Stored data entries

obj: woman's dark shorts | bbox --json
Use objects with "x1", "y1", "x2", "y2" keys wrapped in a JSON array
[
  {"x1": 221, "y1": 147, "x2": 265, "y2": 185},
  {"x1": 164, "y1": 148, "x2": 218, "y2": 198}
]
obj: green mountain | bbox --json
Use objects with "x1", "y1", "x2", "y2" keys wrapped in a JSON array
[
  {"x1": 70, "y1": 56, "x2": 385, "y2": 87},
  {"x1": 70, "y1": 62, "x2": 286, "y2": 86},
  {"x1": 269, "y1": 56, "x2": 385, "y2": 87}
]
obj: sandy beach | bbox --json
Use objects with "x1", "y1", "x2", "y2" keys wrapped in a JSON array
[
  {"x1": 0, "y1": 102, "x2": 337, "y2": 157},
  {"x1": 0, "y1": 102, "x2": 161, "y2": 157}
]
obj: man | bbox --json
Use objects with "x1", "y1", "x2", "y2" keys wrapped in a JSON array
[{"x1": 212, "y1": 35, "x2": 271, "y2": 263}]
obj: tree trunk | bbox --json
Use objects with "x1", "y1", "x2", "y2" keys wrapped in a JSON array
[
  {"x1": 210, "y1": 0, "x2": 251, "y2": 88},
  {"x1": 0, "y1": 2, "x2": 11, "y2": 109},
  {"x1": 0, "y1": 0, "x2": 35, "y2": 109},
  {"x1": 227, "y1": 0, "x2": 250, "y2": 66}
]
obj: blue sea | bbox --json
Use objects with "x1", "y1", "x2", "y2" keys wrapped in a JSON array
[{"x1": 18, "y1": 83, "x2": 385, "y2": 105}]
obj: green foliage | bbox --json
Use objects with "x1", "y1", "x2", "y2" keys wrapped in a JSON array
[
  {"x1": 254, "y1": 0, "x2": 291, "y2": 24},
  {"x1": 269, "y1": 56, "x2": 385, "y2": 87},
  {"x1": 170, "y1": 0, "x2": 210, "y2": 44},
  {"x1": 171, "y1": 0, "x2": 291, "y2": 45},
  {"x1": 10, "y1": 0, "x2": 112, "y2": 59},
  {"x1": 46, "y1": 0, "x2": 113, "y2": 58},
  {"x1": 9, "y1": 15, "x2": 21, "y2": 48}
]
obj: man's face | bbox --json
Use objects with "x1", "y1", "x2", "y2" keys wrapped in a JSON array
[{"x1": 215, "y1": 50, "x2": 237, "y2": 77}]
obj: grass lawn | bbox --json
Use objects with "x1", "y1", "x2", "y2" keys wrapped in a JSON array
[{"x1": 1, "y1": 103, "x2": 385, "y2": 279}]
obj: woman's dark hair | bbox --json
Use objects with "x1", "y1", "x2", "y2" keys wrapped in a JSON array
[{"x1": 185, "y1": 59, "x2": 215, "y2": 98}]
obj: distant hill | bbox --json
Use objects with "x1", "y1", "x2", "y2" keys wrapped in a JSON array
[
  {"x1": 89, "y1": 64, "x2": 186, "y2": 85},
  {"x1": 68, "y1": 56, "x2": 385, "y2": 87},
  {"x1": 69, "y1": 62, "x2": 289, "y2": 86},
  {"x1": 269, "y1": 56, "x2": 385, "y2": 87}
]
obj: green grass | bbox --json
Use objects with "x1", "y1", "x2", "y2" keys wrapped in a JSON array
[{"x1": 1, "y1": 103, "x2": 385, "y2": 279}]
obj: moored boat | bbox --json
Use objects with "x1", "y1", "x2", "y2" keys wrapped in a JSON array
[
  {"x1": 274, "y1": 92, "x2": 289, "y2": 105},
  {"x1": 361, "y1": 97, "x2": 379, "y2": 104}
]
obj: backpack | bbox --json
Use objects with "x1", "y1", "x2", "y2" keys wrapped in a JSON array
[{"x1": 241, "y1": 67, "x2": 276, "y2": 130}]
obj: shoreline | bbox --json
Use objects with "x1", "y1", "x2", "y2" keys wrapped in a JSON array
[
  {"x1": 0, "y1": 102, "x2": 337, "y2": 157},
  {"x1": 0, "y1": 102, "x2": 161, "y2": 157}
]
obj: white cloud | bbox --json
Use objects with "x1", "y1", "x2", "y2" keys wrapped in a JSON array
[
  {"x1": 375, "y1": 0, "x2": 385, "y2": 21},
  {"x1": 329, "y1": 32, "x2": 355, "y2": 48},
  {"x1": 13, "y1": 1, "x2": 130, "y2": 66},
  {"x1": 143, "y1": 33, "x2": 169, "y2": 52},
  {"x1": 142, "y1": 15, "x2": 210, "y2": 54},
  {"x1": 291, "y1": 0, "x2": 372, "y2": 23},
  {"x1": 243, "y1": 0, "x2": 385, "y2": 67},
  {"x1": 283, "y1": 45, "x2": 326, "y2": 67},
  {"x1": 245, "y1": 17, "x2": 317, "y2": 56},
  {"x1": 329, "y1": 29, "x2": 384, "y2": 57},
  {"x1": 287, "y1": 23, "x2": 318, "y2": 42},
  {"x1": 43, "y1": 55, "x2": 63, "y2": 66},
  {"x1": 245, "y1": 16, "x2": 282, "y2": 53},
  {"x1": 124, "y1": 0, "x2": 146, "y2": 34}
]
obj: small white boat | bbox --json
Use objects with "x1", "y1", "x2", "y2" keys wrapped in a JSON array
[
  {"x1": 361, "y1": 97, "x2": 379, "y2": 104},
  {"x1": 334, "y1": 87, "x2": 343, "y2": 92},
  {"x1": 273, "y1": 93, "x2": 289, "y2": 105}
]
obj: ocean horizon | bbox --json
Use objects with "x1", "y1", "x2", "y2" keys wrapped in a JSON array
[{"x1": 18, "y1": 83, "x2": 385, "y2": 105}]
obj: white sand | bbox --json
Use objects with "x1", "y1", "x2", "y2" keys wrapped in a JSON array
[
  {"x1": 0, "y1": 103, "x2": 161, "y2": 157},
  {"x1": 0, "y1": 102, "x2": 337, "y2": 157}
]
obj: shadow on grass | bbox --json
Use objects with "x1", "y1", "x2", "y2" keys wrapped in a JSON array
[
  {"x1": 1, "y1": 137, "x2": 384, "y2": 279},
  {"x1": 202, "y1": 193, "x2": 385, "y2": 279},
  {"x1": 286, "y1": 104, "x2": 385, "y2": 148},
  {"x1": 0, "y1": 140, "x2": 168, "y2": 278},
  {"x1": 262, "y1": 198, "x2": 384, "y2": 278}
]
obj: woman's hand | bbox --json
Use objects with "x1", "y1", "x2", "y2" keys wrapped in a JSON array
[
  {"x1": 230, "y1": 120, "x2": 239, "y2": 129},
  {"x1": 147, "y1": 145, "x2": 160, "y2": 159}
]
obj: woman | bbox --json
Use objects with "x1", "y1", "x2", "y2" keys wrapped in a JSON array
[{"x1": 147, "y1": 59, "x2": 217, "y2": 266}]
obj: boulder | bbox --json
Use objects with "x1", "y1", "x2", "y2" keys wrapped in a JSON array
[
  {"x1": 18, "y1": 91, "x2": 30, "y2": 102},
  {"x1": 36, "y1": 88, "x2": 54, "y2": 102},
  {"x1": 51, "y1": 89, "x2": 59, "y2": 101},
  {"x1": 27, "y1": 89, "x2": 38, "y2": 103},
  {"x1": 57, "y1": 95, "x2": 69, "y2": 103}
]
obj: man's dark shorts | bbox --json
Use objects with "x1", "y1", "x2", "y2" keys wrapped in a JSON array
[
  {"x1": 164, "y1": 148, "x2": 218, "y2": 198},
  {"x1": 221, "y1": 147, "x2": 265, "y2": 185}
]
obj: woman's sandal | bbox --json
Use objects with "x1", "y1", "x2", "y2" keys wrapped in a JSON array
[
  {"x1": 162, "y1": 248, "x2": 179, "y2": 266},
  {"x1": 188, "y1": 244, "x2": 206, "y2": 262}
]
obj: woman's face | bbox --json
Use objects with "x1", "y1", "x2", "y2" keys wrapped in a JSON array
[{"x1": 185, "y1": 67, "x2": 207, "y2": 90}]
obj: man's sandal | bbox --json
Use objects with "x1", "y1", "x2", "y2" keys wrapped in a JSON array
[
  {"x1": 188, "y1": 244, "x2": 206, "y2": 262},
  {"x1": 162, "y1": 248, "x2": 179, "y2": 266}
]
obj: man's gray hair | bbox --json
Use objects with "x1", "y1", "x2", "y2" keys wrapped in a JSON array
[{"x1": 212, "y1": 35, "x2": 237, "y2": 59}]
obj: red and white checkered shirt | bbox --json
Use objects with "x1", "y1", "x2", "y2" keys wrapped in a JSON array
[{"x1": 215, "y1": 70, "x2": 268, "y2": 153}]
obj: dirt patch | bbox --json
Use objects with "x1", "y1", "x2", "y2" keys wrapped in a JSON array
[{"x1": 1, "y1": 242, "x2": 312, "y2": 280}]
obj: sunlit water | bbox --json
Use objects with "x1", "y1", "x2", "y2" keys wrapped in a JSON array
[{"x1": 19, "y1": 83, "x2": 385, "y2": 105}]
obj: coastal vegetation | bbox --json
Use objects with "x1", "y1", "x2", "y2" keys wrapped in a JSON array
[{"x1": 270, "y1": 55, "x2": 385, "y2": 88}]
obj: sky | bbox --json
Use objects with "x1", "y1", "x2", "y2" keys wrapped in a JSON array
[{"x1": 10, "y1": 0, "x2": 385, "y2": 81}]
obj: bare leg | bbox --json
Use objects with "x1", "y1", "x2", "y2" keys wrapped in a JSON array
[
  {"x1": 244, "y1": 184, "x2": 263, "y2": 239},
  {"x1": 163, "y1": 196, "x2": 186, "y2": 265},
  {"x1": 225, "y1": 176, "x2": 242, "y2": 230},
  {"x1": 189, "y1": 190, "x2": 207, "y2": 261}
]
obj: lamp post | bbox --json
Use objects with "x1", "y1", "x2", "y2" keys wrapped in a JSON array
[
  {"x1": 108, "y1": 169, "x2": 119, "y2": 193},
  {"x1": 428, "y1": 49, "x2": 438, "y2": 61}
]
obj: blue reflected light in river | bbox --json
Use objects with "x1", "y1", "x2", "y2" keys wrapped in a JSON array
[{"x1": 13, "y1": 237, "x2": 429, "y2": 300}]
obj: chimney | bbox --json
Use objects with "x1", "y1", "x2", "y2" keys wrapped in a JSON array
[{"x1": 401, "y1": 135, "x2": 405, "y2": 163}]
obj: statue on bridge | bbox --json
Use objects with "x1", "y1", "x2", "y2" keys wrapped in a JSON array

Task brief
Using only the entries above, output the line with "obj: woman's dark hair | bbox --json", the line with "obj: shoreline | bbox --json", and all lines between them, exactly as they stand.

Reply
obj: woman's dark hair | bbox --json
Use objects with "x1", "y1", "x2", "y2" keys wrapped in a JSON array
[{"x1": 185, "y1": 59, "x2": 215, "y2": 98}]
obj: distant hill | bbox --json
Use objects with "x1", "y1", "x2", "y2" keys wrapped in a JSON array
[
  {"x1": 89, "y1": 64, "x2": 186, "y2": 85},
  {"x1": 68, "y1": 56, "x2": 385, "y2": 87},
  {"x1": 69, "y1": 62, "x2": 289, "y2": 86},
  {"x1": 269, "y1": 56, "x2": 385, "y2": 87}
]
obj: green grass | bbox --json
Use objects with "x1", "y1", "x2", "y2" keys wrapped in a JSON array
[{"x1": 1, "y1": 103, "x2": 385, "y2": 279}]
obj: moored boat | bbox --json
Use objects with "x1", "y1", "x2", "y2" keys wrapped in a JSON array
[
  {"x1": 274, "y1": 92, "x2": 289, "y2": 105},
  {"x1": 361, "y1": 97, "x2": 379, "y2": 104}
]
obj: backpack | bbox --json
Use objects with "x1", "y1", "x2", "y2" keys wrapped in a JSON array
[{"x1": 241, "y1": 67, "x2": 276, "y2": 130}]
obj: shoreline | bbox --json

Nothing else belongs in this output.